### Your goal
Duplicate the portion of the SETD1A study summary between "Purpose of the" and "pathway in NSCLC.", inclusive, without any changes.

### Extracted text

[Start of Attachment]

Purpose of the Study:

  • To elucidate the biological function and molecular mechanism of SETD1A in NSCLC.
  • To investigate the relationship between SETD1A and the Wnt/β-catenin pathway in NSCLC.

Main Methods:

  • Quantitative real-time PCR, immunohistochemistry, and western blotting to assess gene and protein expression.
  • Chromatin immunoprecipitation, co-immunoprecipitation, and luciferase reporter assays to determine regulatory mechanisms.
  • Sphere formation, CCK-8, colony formation, and xenograft models to evaluate cellular functions and tumorigenesis.

Main Results:

  • SETD1A overexpression is significantly increased in NSCLC and correlates with poor patient prognosis.
  • SETD1A promotes cancer stem cell characteristics and decreases cisplatin sensitivity via the Wnt/β-catenin pathway.
  • SETD1A interacts with and stabilizes β-catenin, upregulates NEAT1 and EZH2, and forms a positive feedback loop with the Wnt/β-catenin pathway.

Conclusions:

  • SETD1A and the Wnt/β-catenin pathway form a positive feedback loop that drives NSCLC progression.
  • Targeting SETD1A may offer a therapeutic strategy for NSCLC.

[End of Attachment]

### Record set
[Start of Attachment]

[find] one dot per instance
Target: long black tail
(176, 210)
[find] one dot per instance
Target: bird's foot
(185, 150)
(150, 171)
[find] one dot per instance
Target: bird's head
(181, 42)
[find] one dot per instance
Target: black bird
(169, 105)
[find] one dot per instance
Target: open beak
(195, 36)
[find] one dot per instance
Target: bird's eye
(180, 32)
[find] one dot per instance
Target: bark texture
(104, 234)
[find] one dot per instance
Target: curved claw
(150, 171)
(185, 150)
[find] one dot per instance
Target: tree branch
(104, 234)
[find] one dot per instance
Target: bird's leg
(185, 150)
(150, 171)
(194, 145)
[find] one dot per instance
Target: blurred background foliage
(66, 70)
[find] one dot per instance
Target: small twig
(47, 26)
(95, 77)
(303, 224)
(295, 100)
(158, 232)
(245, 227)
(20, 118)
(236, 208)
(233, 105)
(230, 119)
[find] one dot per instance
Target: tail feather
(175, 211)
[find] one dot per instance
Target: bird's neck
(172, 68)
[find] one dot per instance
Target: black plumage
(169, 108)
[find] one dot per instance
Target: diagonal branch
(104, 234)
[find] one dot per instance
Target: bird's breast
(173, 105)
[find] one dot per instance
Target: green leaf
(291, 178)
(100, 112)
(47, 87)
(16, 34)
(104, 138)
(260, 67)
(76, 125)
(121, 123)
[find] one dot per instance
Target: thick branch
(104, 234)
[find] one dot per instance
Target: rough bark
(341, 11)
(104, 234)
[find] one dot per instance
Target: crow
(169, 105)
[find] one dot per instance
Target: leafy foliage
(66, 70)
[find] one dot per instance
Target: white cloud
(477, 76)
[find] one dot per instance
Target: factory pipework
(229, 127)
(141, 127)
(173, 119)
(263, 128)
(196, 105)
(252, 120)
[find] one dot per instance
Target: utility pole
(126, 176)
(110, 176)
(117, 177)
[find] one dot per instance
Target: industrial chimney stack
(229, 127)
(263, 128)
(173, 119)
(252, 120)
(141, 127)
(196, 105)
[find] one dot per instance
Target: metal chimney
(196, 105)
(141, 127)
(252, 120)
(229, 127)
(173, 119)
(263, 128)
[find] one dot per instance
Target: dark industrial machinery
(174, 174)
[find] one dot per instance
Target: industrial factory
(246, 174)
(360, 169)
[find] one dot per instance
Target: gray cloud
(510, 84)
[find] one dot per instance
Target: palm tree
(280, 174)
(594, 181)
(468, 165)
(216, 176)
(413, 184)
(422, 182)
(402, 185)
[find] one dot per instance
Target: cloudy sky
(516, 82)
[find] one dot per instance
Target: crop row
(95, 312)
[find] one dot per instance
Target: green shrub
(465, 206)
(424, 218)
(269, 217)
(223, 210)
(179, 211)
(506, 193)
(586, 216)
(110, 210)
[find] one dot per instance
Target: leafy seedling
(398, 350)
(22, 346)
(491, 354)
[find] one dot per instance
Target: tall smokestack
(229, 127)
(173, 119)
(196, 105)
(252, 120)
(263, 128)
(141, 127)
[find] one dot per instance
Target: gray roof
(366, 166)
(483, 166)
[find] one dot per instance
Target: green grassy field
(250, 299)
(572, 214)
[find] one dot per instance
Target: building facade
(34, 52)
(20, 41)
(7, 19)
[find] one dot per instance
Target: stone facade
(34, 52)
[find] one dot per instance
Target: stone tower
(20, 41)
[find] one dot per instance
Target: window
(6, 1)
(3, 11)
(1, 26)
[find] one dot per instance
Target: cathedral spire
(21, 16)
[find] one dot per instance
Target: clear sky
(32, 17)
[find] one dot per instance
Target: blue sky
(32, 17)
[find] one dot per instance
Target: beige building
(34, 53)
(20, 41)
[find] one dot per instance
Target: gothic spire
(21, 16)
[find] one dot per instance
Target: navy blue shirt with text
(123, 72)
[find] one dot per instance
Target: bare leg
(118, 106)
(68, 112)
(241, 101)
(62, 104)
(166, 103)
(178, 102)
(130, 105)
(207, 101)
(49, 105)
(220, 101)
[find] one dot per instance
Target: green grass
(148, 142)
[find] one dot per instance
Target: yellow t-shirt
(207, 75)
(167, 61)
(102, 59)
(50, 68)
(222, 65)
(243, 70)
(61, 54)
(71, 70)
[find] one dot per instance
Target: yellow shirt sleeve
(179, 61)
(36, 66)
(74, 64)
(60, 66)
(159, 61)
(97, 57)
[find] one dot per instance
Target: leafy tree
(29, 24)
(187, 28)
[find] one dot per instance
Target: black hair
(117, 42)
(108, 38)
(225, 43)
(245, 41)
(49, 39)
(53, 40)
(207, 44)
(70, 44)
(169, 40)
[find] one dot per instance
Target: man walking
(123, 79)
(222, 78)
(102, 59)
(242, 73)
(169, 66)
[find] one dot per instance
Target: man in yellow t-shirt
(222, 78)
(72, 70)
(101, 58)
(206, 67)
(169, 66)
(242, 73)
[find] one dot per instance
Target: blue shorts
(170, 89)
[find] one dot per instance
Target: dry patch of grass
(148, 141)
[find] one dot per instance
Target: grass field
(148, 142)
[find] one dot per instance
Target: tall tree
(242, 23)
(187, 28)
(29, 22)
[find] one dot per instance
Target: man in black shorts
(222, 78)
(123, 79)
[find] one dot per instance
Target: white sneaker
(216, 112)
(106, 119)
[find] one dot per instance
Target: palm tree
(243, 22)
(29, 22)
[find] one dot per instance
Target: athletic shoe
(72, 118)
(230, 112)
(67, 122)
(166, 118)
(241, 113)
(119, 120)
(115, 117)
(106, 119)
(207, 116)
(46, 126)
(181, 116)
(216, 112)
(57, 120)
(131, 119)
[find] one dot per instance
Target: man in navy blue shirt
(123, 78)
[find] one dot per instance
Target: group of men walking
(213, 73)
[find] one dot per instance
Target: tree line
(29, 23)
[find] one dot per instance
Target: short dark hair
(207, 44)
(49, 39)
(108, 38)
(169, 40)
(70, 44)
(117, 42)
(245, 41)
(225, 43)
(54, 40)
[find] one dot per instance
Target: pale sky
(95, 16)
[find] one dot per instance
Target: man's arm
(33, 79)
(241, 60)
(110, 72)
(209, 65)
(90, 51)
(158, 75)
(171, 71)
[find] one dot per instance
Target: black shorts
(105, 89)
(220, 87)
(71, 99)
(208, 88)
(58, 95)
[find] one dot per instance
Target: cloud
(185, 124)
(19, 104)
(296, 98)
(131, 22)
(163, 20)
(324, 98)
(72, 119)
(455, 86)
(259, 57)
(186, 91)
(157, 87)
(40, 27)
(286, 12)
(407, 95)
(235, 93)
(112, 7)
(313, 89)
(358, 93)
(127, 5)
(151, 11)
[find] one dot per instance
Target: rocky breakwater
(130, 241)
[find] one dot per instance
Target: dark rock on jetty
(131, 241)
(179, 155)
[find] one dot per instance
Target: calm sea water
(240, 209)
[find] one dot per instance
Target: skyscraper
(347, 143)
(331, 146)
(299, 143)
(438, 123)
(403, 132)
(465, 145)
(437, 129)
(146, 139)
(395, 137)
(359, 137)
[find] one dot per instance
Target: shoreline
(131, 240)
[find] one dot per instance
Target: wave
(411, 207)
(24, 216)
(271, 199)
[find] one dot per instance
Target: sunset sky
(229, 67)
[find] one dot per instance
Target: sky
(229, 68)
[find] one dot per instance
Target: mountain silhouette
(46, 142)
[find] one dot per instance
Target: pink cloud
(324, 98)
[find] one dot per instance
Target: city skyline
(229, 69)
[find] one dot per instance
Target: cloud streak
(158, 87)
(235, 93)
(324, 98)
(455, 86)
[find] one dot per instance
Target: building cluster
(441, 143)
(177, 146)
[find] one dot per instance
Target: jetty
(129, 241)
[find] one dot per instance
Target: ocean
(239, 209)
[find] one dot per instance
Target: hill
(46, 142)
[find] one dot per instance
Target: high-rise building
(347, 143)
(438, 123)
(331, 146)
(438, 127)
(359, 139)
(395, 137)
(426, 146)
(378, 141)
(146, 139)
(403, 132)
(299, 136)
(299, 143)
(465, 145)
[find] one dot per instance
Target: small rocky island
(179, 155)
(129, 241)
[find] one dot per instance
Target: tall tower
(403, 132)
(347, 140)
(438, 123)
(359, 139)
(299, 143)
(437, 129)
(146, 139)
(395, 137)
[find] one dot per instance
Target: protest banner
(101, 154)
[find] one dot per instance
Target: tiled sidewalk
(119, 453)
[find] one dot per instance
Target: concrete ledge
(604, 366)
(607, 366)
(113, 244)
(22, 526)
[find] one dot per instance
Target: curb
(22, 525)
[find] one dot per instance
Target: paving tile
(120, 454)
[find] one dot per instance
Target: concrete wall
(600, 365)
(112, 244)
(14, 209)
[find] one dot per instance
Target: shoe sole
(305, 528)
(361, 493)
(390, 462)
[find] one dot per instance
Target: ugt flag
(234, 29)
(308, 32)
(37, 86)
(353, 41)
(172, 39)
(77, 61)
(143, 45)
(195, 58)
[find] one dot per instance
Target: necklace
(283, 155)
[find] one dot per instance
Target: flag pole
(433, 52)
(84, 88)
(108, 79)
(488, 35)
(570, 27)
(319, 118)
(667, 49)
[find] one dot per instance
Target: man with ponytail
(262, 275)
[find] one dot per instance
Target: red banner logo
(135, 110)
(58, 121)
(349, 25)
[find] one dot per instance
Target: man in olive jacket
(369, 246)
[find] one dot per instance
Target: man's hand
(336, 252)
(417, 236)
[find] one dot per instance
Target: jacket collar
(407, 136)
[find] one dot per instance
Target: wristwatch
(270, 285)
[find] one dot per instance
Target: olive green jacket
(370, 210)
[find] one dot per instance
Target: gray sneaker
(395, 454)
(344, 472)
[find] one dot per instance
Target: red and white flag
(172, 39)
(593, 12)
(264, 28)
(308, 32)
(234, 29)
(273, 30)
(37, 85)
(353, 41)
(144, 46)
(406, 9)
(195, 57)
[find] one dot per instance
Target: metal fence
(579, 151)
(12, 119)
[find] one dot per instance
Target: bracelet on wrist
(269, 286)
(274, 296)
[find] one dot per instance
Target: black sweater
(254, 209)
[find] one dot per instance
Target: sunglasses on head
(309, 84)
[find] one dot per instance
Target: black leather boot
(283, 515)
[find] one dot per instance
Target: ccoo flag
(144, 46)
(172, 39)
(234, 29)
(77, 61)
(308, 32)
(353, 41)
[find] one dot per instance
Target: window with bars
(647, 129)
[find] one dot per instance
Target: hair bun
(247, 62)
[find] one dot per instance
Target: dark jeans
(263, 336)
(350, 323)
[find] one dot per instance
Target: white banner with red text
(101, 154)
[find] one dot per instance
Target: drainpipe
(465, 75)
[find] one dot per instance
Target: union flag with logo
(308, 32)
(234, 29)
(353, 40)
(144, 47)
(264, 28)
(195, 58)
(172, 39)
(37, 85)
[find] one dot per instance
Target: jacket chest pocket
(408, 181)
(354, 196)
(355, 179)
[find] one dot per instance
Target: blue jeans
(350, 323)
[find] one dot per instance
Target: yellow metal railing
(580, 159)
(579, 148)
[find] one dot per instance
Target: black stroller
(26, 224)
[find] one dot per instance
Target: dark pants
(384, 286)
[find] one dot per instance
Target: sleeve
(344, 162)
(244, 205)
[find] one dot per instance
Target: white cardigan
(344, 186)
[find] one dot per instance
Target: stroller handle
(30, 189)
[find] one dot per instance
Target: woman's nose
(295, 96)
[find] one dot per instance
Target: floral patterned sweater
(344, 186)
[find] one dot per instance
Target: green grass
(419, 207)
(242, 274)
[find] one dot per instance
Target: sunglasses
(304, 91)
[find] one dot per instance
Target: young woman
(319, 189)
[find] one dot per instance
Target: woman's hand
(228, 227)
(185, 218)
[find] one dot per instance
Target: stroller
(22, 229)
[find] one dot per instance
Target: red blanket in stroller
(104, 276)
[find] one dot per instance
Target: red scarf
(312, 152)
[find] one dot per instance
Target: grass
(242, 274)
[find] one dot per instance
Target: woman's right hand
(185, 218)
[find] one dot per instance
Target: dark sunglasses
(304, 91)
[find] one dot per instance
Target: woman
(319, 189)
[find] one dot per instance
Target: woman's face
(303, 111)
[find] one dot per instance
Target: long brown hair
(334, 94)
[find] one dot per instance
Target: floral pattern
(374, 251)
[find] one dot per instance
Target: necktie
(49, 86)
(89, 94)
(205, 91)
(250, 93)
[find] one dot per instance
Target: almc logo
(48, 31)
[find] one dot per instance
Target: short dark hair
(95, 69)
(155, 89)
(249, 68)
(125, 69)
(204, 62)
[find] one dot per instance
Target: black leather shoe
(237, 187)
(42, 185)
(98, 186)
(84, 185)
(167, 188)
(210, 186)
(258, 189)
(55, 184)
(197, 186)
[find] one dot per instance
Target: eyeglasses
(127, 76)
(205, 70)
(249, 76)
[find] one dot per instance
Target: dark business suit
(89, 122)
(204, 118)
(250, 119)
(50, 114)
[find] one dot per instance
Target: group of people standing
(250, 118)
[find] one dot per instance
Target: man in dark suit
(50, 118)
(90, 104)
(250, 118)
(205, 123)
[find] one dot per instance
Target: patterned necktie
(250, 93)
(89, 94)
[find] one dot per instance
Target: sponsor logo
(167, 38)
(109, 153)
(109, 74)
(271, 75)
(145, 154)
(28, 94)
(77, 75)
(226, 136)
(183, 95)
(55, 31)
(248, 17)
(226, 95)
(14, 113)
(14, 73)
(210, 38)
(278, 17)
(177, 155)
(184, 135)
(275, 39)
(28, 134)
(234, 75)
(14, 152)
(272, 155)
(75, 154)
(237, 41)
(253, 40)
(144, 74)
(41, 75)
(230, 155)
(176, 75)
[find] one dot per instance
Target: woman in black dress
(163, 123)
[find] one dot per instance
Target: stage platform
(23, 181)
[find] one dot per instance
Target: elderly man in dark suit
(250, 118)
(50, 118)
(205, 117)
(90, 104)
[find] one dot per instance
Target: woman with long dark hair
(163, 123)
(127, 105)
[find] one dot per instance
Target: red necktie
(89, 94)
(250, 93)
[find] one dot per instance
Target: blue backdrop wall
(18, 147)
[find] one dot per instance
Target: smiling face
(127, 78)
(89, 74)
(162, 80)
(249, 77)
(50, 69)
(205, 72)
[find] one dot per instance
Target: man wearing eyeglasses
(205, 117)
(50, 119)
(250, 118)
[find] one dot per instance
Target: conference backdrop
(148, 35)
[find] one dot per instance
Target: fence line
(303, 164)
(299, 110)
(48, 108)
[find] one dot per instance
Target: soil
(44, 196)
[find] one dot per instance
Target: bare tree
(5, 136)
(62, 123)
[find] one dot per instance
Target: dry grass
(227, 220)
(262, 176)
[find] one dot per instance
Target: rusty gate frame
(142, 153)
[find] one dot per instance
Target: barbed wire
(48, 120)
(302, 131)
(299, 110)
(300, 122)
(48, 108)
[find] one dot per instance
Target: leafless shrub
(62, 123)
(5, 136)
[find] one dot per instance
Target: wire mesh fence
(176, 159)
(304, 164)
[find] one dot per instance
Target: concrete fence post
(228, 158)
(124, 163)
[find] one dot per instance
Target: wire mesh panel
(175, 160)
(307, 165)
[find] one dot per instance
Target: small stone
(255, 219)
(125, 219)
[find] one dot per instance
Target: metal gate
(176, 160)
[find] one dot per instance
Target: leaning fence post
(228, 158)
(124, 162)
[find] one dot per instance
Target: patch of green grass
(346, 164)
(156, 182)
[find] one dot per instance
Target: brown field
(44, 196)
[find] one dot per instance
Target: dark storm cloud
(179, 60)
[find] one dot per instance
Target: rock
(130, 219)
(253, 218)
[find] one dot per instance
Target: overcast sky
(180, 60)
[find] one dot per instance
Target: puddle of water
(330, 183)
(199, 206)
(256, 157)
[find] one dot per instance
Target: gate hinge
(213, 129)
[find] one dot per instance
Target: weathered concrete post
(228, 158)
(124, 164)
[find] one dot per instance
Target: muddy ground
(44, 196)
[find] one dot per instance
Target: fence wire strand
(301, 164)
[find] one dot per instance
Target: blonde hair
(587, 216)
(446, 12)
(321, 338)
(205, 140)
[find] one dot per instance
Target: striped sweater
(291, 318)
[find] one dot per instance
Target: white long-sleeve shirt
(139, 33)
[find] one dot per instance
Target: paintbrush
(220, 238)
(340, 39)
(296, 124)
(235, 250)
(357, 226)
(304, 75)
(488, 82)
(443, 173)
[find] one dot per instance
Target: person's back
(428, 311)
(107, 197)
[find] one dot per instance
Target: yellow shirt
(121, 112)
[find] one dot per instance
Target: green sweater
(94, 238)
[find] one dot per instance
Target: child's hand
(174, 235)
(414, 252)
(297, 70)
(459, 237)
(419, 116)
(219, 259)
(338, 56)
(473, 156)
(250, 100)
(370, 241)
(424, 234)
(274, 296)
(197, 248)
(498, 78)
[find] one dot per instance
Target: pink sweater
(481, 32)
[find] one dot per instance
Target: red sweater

[End of Attachment]

### Response
Purpose of the Study:

  • To elucidate the biological function and molecular mechanism of SETD1A in NSCLC.
  • To investigate the relationship between SETD1A and the Wnt/β-catenin pathway in NSCLC.